TASK REQUIREMENTS:
A. Answer these questions about the passage on timing C++ code with clock, one answer per line, marked (i), (ii), (iii):
(i) Which constant converts the value returned by clock to seconds?
(ii) Which two operations does the sample code compare?
(iii) According to the passage, what do some clock implementations on older Unix versions count?
B. Please rewrite the stretch of the passage on timing C++ code with clock from "The clock function returns" through "declared in <time.h>.", swapping "seconds" for "milliseconds".
C. Decide whether each statement agrees with the passage on timing C++ code with clock. Answer yes or no for each, marked (i), (ii), (iii), and quote the words that decide it.
(i) The clock_t type and the CLOCKS_PER_SEC constant are both integers.
(ii) Each loop in the sample code runs ten million times.
(iii) On correct implementations, a call to clock at the start of main always returns zero.
* BEGIN PASSAGE *
The clock function returns a value of type clock_t (typically long or int) that counts the number of clock ticks. This value can be converted to seconds by dividing by the constant CLOCKS_PER_SEC, also declared in <time.h>.

The basic idea of timing C++ code blocks is to call the clock function before and after an operation and examine the difference between the number of clicks. The code below examines the relative speed of shift and multiplication operations on int operands.

    void profile_shifts()
    {
        const int MILLION = 1000000;
        const int ITERATIONS = 100 * MILLION;

        int x = 1, y = 2, z = 3;

        clock_t before = clock();
        for (int i = 0; i < ITERATIONS; i++)
            x = y << z;
        printf("%d Shifts took %f seconds\n", ITERATIONS,
            (double)(clock() - before) / CLOCKS_PER_SEC);

        before = clock();
        for (int i = 0; i < ITERATIONS; i++)
            x = y * z;
        printf("%d Multiplications took %f seconds\n", ITERATIONS,
            (double)(clock() - before) / CLOCKS_PER_SEC);
    }

Clock Problems

clock Portability Pitfall. Note that some implementations on older Unix versions don’t conform to the C++ standard and return the number of clock ticks since the first call to the clock function. This means that a single call to clock at the end of the program would always return zero. Hence, it is more portable to measure the number of clock ticks between two calls to clock, one at the start and one at the end. Obviously, you can also put the first call to “clock” at the start of the “main” function to avoid this rare glitch. Note that on implementations that are correct, a call at the start of “main” may be non-zero due to the overhead of global and static C++ object instantiations (i.e., constructors for global objects), which occurs before entering main.

Clock Tick Integer Division Pitfall. Note that the clock_t type and CLOCKS_PER_SEC constant are both integers. Hence, here’s a bug:

    clock_t diff = clock() - before;
    double seconds = diff / CLOCKS_PER_SEC; // Bug!

The problem is that it’s integer division, so it inaccurately truncates to an integer. You need a typecast to float or double on either side of the division operator.
* END PASSAGE *
* BEGIN INFORMATION PROVIDED *
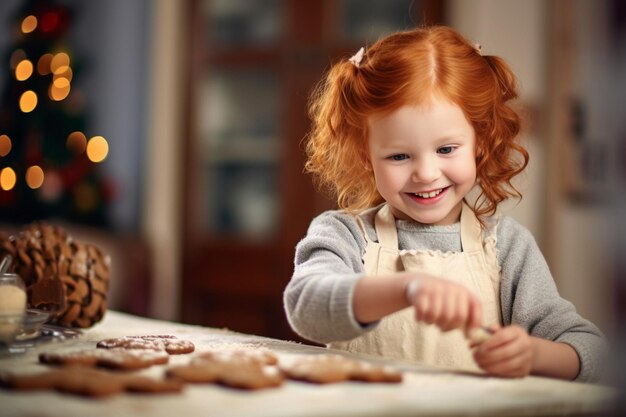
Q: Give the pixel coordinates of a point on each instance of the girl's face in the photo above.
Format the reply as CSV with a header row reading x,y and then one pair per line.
* END INFORMATION PROVIDED *
TASK ANSWERS:
A.
(i) CLOCKS_PER_SEC
(ii) Shift and multiplication operations on int operands
(iii) The number of clock ticks since the first call to the clock function

B.
The clock function returns a value of type clock_t (typically long or int) that counts the number of clock ticks. This value can be converted to milliseconds by dividing by the constant CLOCKS_PER_SEC, also declared in <time.h>.

C.
(i) Yes: "Note that the clock_t type and CLOCKS_PER_SEC constant are both integers."
(ii) No: "const int ITERATIONS = 100 * MILLION;"
(iii) No: "Note that on implementations that are correct, a call at the start of “main” may be non-zero due to the overhead of global and static C++ object instantiations"